Given task =
List each line below that contains the string "stem". Case counts.

-- START OF Task input --

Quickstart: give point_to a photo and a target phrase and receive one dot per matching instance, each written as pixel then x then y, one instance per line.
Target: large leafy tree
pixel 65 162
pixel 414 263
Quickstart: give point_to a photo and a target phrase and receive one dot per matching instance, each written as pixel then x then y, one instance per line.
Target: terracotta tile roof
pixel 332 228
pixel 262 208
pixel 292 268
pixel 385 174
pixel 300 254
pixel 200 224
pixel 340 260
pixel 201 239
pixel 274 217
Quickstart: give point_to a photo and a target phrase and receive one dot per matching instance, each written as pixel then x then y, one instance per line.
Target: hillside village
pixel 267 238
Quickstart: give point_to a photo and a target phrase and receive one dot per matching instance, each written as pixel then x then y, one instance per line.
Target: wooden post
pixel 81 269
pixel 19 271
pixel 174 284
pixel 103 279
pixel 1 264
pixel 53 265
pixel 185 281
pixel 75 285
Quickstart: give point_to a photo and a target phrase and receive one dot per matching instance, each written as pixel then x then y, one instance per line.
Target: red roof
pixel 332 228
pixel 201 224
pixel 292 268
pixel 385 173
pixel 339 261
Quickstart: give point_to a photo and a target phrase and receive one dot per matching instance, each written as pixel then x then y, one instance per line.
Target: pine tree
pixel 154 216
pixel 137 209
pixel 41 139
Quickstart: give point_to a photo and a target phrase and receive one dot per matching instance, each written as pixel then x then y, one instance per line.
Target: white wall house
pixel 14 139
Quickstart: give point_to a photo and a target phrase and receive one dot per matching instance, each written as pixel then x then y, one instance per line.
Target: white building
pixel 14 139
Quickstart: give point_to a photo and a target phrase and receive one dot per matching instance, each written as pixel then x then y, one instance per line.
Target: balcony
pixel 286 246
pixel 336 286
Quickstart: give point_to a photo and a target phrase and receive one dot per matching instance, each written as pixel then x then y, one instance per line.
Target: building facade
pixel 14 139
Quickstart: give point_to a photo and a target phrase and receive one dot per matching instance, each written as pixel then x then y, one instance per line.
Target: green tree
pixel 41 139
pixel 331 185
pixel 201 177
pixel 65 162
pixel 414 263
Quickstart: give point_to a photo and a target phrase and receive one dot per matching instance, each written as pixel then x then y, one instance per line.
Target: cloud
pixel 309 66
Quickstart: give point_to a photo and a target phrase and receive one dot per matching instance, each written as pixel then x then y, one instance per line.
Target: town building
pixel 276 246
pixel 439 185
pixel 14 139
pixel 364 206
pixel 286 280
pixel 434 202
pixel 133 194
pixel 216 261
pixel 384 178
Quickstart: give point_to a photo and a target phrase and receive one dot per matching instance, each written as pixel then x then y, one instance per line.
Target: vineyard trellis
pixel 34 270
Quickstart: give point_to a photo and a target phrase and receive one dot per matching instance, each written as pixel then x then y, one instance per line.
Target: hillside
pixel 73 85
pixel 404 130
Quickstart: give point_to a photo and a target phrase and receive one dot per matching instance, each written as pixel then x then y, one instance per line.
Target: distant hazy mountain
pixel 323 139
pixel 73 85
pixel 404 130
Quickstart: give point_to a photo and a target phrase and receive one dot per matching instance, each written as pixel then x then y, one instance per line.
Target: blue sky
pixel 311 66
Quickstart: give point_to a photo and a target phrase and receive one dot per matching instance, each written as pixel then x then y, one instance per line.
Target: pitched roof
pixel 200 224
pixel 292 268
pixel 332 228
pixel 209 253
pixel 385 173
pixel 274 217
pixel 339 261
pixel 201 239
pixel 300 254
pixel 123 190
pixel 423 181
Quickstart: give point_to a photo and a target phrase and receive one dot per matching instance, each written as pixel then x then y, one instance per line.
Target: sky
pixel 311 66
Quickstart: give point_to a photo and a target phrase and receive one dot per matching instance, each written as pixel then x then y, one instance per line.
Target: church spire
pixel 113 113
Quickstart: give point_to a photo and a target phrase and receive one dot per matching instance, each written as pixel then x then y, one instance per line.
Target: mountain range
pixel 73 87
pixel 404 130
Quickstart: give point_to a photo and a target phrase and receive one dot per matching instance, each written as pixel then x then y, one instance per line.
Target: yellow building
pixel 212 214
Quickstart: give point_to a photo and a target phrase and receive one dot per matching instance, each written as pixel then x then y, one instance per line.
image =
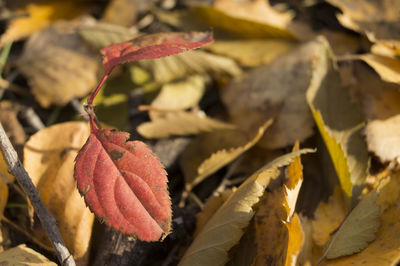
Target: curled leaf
pixel 153 46
pixel 124 184
pixel 357 230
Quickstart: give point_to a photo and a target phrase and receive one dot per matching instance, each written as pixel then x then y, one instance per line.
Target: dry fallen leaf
pixel 210 152
pixel 49 159
pixel 387 68
pixel 278 237
pixel 328 217
pixel 225 228
pixel 58 64
pixel 378 19
pixel 124 184
pixel 178 66
pixel 22 255
pixel 357 230
pixel 275 91
pixel 251 53
pixel 40 16
pixel 380 103
pixel 181 123
pixel 99 34
pixel 179 96
pixel 250 19
pixel 385 249
pixel 339 122
pixel 120 12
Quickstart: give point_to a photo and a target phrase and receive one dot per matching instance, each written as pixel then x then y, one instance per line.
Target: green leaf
pixel 338 121
pixel 357 230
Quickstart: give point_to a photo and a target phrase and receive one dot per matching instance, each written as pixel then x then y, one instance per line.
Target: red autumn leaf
pixel 153 46
pixel 124 184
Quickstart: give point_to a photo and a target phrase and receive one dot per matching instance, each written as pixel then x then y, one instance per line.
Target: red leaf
pixel 124 184
pixel 153 46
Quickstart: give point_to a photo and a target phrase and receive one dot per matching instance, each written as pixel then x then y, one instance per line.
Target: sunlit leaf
pixel 338 121
pixel 152 46
pixel 22 255
pixel 180 123
pixel 49 159
pixel 357 230
pixel 225 227
pixel 328 217
pixel 387 68
pixel 40 16
pixel 255 98
pixel 384 250
pixel 193 62
pixel 58 64
pixel 99 35
pixel 179 95
pixel 124 184
pixel 251 52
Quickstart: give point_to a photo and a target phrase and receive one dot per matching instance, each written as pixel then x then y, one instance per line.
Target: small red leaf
pixel 153 46
pixel 124 184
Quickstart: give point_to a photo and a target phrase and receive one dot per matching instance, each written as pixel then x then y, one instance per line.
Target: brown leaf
pixel 124 184
pixel 40 16
pixel 257 98
pixel 49 159
pixel 58 65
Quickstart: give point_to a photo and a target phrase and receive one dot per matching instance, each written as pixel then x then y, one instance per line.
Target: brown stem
pixel 103 80
pixel 49 223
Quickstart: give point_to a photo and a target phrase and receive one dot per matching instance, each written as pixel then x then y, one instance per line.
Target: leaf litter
pixel 233 106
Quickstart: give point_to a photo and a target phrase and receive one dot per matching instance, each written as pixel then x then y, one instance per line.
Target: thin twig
pixel 27 234
pixel 49 223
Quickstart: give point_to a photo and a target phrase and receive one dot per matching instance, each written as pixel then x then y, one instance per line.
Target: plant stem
pixel 49 223
pixel 103 80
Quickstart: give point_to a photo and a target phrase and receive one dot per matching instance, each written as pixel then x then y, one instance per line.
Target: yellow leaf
pixel 328 217
pixel 387 68
pixel 40 16
pixel 49 159
pixel 385 249
pixel 293 183
pixel 378 19
pixel 357 230
pixel 22 255
pixel 255 98
pixel 179 95
pixel 210 207
pixel 58 64
pixel 99 34
pixel 241 24
pixel 380 103
pixel 251 53
pixel 278 237
pixel 181 123
pixel 196 173
pixel 178 66
pixel 225 228
pixel 296 240
pixel 338 121
pixel 121 12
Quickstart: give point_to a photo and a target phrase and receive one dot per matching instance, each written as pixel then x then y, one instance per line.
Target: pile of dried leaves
pixel 281 138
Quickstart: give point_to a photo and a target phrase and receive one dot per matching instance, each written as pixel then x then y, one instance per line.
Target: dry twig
pixel 49 223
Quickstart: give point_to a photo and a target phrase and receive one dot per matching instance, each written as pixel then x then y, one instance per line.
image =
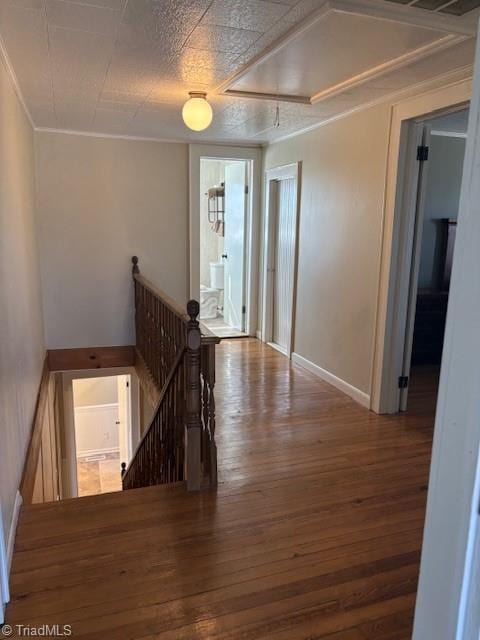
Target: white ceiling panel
pixel 248 14
pixel 109 4
pixel 126 66
pixel 340 46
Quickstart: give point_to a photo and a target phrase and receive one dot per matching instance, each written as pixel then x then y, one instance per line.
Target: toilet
pixel 211 298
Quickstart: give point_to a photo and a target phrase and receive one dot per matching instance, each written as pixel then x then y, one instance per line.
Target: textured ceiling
pixel 125 66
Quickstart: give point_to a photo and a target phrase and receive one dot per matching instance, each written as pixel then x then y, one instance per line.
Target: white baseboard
pixel 359 396
pixel 6 554
pixel 13 529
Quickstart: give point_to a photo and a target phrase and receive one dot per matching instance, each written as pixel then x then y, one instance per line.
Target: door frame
pixel 246 207
pixel 272 176
pixel 69 484
pixel 223 152
pixel 398 225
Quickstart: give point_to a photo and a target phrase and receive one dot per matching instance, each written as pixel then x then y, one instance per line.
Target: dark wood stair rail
pixel 179 355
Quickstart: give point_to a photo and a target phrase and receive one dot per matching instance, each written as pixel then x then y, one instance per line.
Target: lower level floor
pixel 314 531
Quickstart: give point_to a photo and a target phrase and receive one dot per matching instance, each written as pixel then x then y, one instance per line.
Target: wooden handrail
pixel 158 293
pixel 163 393
pixel 180 358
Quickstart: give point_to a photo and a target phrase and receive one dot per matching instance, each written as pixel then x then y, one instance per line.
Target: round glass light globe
pixel 197 113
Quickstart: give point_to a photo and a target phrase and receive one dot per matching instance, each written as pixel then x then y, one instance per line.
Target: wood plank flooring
pixel 314 532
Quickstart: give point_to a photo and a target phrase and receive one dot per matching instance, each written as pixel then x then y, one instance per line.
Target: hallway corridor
pixel 314 531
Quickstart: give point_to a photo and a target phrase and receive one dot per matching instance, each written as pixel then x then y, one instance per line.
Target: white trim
pixel 16 87
pixel 116 136
pixel 452 520
pixel 464 25
pixel 69 455
pixel 93 407
pixel 452 25
pixel 387 67
pixel 356 394
pixel 97 452
pixel 4 586
pixel 13 528
pixel 448 134
pixel 391 288
pixel 278 348
pixel 232 152
pixel 292 170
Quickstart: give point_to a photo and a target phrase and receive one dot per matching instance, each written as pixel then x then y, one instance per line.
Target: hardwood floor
pixel 314 532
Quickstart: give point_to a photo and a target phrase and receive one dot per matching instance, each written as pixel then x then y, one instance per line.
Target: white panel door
pixel 234 244
pixel 96 429
pixel 284 262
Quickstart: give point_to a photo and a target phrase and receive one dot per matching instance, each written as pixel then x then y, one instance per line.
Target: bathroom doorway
pixel 224 205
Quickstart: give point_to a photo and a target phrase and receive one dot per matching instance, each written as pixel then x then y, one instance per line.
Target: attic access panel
pixel 455 8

-- END OF Task input --

Problem solution =
Target: brown stem
Target: plant stem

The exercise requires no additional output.